* Start Given records *

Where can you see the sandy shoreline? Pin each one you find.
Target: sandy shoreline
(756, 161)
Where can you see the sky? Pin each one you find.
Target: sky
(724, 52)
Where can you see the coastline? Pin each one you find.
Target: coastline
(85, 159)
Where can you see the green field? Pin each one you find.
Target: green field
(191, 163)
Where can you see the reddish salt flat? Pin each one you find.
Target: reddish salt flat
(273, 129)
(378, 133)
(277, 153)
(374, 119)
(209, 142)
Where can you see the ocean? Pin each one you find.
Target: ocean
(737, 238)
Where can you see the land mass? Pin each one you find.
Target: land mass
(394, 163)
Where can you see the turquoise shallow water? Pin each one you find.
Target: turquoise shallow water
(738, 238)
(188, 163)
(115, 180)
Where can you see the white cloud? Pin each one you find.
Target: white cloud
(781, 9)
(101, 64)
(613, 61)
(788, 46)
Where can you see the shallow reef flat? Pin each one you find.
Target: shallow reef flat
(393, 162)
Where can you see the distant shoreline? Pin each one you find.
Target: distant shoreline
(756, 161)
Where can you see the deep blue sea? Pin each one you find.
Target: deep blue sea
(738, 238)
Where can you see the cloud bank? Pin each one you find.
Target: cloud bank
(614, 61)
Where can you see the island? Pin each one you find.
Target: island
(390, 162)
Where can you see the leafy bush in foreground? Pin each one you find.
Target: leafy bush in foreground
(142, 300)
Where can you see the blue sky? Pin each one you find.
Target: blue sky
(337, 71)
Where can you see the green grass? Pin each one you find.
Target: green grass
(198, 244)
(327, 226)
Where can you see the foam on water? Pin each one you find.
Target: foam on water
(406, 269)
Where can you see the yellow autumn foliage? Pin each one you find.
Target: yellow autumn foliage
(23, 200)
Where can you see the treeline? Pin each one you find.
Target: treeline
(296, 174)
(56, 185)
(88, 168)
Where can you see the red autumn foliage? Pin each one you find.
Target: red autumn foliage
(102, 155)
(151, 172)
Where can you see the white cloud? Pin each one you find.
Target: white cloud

* End Given records *

**Stated problem:**
Turn all of the material above into a numbered list, one line per item, leaving out any blank lines.

**Written response:**
1. Where can you see the sandy shoreline? Pin each one you find.
2. Target: sandy shoreline
3. (756, 161)
4. Where can you see the sky? Pin each one you find.
5. Target: sky
6. (724, 52)
7. Where can you see the coastline? Pin each one you find.
8. Target: coastline
9. (85, 159)
10. Where can you see the green field? Pin each one you find.
11. Target: green field
12. (191, 163)
13. Where can you see the reddish salt flat? Pin each one you find.
14. Target: reddish salt flat
15. (273, 129)
16. (378, 133)
17. (277, 153)
18. (374, 119)
19. (209, 142)
20. Where can you see the ocean? Pin each one you find.
21. Target: ocean
22. (737, 238)
23. Where can you see the land mass? Pin each one you find.
24. Target: land mass
25. (394, 163)
26. Where can you see the turquoise shallow water? Pin each one you find.
27. Target: turquoise shallow water
28. (738, 238)
29. (188, 163)
30. (115, 180)
31. Where can you see the white cloud? Pin each one you find.
32. Target: white cloud
33. (781, 9)
34. (101, 64)
35. (613, 61)
36. (788, 46)
37. Where can you see the shallow reef flat? Pin each one you find.
38. Target: shallow reef flat
39. (393, 162)
40. Where can you see the distant shoreline? Pin each one you find.
41. Target: distant shoreline
42. (756, 161)
43. Where can you see the deep blue sea? Pin each one you find.
44. Target: deep blue sea
45. (738, 238)
46. Where can you see the cloud bank? Pin each one you find.
47. Target: cloud bank
48. (614, 61)
49. Where can you see the island? Pin each one you find.
50. Target: island
51. (390, 162)
52. Where can you see the leafy bush in foreground? Pin each one you find.
53. Target: leafy bush in foreground
54. (142, 300)
55. Where can you see the blue sky? Pin each one you find.
56. Target: blue sky
57. (337, 71)
58. Where can you see the green grass? Pin each one you find.
59. Target: green grass
60. (198, 244)
61. (327, 226)
62. Where can you see the foam on water? Pin each one you find.
63. Target: foam on water
64. (406, 269)
65. Where can you see the yellow autumn foliage? Pin each one you find.
66. Target: yellow autumn foliage
67. (23, 200)
68. Where can you see the treeline? Pin each one you find.
69. Target: treeline
70. (296, 174)
71. (56, 185)
72. (88, 168)
73. Where can you see the red autumn foliage? Pin each one you find.
74. Target: red autumn foliage
75. (102, 155)
76. (151, 172)
77. Where can you see the white cloud? Pin each one you find.
78. Target: white cloud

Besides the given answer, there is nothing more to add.